Supplied material Start Marker

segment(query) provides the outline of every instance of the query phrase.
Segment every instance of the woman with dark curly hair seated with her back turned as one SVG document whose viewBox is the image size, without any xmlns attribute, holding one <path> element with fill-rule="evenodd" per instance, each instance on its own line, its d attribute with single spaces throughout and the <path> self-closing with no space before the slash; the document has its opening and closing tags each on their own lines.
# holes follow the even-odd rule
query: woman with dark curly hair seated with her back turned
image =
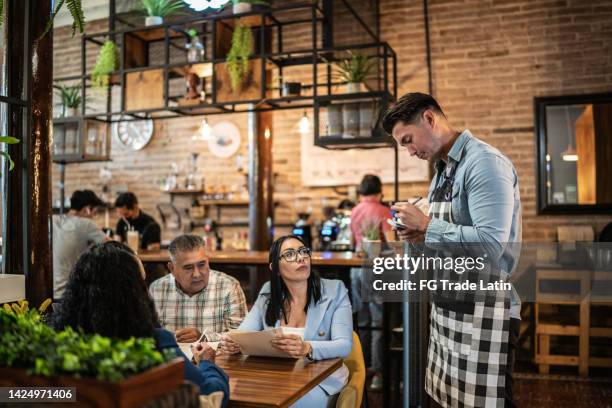
<svg viewBox="0 0 612 408">
<path fill-rule="evenodd" d="M 198 385 L 200 394 L 222 391 L 223 405 L 227 405 L 228 377 L 209 361 L 214 350 L 203 345 L 194 350 L 195 364 L 187 359 L 174 335 L 160 327 L 142 263 L 123 244 L 94 245 L 81 255 L 52 323 L 56 329 L 80 327 L 85 333 L 106 337 L 153 337 L 158 349 L 171 349 L 184 358 L 185 379 Z"/>
</svg>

Supplied material End Marker

**Exercise brief:**
What the answer needs is every line from the one with "Segment every instance" through the last line of the data, reproduced word for word and with pictures omitted.

**Output for this task:**
Segment every instance of the woman with dark curly hair seated with her back turned as one SVG document whose viewBox is the image size, without any xmlns attribute, holding one <path> element with fill-rule="evenodd" per instance, each instance on its own line, its d attribute with single spaces throughout and the <path> self-closing with no space before the slash; the document has its opening and closing tags each on their own lines.
# holes follow the even-odd rule
query: woman with dark curly hair seated with her back turned
image =
<svg viewBox="0 0 612 408">
<path fill-rule="evenodd" d="M 198 385 L 200 394 L 222 391 L 223 405 L 227 405 L 228 377 L 209 361 L 214 350 L 203 345 L 194 350 L 195 364 L 187 359 L 174 335 L 160 327 L 142 263 L 123 244 L 94 245 L 81 255 L 52 323 L 56 329 L 80 327 L 85 333 L 106 337 L 153 337 L 158 349 L 171 349 L 184 358 L 185 379 Z"/>
</svg>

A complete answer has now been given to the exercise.